__Goal of the exercise__
Nothing in the listing may be skipped; repeat it all exactly.

__Excerpted data__
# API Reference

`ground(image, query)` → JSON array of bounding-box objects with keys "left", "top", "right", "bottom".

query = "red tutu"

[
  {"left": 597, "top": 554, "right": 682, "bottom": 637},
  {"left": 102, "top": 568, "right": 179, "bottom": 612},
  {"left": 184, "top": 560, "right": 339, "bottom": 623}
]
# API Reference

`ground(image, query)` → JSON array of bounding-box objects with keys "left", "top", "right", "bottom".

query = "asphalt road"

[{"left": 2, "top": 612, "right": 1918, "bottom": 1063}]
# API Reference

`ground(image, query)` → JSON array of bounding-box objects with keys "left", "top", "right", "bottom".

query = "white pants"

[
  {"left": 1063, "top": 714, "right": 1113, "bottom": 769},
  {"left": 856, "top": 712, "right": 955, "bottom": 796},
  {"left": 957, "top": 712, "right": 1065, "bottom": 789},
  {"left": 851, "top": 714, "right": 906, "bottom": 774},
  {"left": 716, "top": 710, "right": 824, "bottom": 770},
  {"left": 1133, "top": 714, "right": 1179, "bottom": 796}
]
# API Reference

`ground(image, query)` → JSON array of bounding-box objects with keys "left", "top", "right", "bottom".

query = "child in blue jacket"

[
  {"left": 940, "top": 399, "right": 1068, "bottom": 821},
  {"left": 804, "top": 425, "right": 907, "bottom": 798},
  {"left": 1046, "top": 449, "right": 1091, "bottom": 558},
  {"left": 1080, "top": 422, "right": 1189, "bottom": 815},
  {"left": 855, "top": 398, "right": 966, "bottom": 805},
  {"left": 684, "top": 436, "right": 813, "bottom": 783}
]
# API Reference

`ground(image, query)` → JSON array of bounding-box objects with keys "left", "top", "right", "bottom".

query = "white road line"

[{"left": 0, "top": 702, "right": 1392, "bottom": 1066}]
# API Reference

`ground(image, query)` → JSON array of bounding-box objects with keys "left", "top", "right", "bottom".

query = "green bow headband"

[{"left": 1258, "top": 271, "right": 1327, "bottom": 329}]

__Result for this exercise__
# API Reference

`ground(image, query)` → JSON array of bounding-box objects with keys "left", "top", "right", "bottom".

query = "red tutu"

[
  {"left": 597, "top": 554, "right": 682, "bottom": 637},
  {"left": 102, "top": 568, "right": 179, "bottom": 612},
  {"left": 184, "top": 560, "right": 339, "bottom": 623}
]
# API Reference

`ground(image, query)` → JSON array of bounding-box objects with keys "left", "top", "right", "bottom".

query = "asphalt road"

[{"left": 2, "top": 612, "right": 1918, "bottom": 1063}]
# API Reference

`ground(image, query)` → JSON array of bounding-box objects with keys "left", "top", "right", "bottom".

query = "white pants"

[
  {"left": 1063, "top": 714, "right": 1113, "bottom": 769},
  {"left": 856, "top": 712, "right": 955, "bottom": 796},
  {"left": 957, "top": 712, "right": 1065, "bottom": 789},
  {"left": 851, "top": 714, "right": 906, "bottom": 774},
  {"left": 716, "top": 710, "right": 824, "bottom": 770},
  {"left": 1133, "top": 714, "right": 1179, "bottom": 796}
]
# API Reference

`ground(image, query)` → JSON array of bounding-box objects with keys "left", "top", "right", "bottom".

query = "child in blue jacket"

[
  {"left": 940, "top": 399, "right": 1068, "bottom": 821},
  {"left": 804, "top": 425, "right": 907, "bottom": 798},
  {"left": 1046, "top": 449, "right": 1091, "bottom": 558},
  {"left": 1080, "top": 422, "right": 1189, "bottom": 815},
  {"left": 855, "top": 398, "right": 966, "bottom": 805},
  {"left": 684, "top": 436, "right": 813, "bottom": 783}
]
# API Reference

`ground(image, query)` → JSON array of bounding-box objects with keys "left", "top", "right", "bottom".

query = "white road line"

[{"left": 0, "top": 702, "right": 1392, "bottom": 1066}]
# API Reference

`ground(image, query)` → JSON array of bounding-box objects with keys "left", "top", "right", "bottom".

query = "green bow headband"

[{"left": 1258, "top": 271, "right": 1327, "bottom": 329}]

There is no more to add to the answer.